[START OF Extract to read]

I might have mentioned before that when it comes to exercise I’m all about the gear. The number of times I’ve been fully kitted out in the right gear for this activity or that is ridiculous, only for said equipment to quickly find itself out of favour and stuffed in the back of a cupboard, where it’s usually stayed until the point I admit to myself that my dalliance with whatever it was had lasted for just a brief moment in time, and now the gear is surplus to requirements.

I’ve always been the same, you know? I like to look the part even if I have no idea what I’m doing. In my early teens when I was learning to ride horses, I’d leave the house looking like I was about to put in a clear round at Olympia with my pristine jodhpurs and hacking jacket finished off with shiny boots and a blue velvet riding hat. I must’ve stood out like a sore thumb at the stables, where I was surrounded by lots more teenage horse-lovers, happily milling around in their mis-matched tops and bottoms, usually finished off with a pair of wellies caked in horse-shit and a shapeless old pullover.

[END OF Extract to read]

◆ Task requirements
1: Using the piece on exercise gear, explain in one to three sentences why the writer must have stood out at the stables.
2: Answer these questions from the piece on exercise gear.
(a) Where does the unused equipment usually end up?
(b) At what stage of life was the writer learning to ride horses?
(c) What color was the writer's riding hat?
The lines after this play no part in the work.

[START OF Listed entries]

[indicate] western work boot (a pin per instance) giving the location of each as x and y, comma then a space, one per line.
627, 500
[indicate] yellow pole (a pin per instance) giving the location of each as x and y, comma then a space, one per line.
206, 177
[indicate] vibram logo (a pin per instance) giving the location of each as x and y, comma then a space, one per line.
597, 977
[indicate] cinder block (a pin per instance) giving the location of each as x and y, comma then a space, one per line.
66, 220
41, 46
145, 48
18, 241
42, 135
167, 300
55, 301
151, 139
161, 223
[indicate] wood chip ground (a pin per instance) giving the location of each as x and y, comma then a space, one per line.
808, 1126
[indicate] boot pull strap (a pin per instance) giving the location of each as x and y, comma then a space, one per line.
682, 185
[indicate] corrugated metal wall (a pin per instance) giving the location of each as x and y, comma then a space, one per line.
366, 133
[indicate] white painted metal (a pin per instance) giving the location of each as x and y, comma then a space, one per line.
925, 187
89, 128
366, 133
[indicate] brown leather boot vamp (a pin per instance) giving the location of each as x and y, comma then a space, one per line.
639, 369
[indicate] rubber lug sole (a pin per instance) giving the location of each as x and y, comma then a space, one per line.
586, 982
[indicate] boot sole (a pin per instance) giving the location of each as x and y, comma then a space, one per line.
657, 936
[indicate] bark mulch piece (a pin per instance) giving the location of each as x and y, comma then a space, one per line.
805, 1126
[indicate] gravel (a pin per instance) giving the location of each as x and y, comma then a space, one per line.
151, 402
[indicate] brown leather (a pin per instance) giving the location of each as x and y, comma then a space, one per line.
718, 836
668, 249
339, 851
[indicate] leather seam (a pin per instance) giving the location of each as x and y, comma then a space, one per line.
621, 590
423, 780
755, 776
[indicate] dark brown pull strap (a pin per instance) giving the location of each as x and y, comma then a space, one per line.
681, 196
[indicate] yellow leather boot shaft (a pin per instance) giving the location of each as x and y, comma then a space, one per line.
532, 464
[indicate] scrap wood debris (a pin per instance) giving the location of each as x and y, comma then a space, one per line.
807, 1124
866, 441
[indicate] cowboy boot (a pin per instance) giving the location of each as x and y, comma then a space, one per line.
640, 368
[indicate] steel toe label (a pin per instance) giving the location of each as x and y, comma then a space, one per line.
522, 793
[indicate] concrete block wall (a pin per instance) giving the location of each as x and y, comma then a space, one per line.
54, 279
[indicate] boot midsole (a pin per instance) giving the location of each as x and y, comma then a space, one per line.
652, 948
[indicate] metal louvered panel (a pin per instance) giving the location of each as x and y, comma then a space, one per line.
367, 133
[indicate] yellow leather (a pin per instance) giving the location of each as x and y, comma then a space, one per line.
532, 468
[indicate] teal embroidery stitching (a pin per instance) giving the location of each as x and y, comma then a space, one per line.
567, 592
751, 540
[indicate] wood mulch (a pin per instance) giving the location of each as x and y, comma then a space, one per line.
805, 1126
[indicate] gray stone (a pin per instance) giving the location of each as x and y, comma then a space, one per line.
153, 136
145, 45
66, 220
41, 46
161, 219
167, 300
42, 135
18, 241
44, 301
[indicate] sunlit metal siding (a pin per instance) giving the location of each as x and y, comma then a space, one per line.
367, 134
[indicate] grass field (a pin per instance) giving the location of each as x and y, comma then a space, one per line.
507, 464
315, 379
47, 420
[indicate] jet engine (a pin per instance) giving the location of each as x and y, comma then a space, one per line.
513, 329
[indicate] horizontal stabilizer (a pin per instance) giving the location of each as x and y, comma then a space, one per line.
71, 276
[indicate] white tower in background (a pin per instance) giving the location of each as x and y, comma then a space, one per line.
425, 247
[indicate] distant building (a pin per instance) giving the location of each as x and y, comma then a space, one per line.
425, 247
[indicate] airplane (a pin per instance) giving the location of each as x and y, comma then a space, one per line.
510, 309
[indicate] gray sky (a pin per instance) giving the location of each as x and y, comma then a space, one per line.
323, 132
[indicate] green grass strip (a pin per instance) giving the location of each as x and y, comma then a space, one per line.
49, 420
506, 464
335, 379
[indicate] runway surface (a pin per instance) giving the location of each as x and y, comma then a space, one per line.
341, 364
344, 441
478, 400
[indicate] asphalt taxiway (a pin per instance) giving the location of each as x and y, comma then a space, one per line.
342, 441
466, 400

[END OF Listed entries]

◆ Set of answers
1: The writer arrived in pristine jodhpurs, a hacking jacket, shiny boots and a blue velvet riding hat. The other teenage horse-lovers wore mismatched tops and bottoms, wellies caked in horse-shit and shapeless old pullovers.

2:
(a) Stuffed in the back of a cupboard.
(b) In the writer's early teens.
(c) Blue.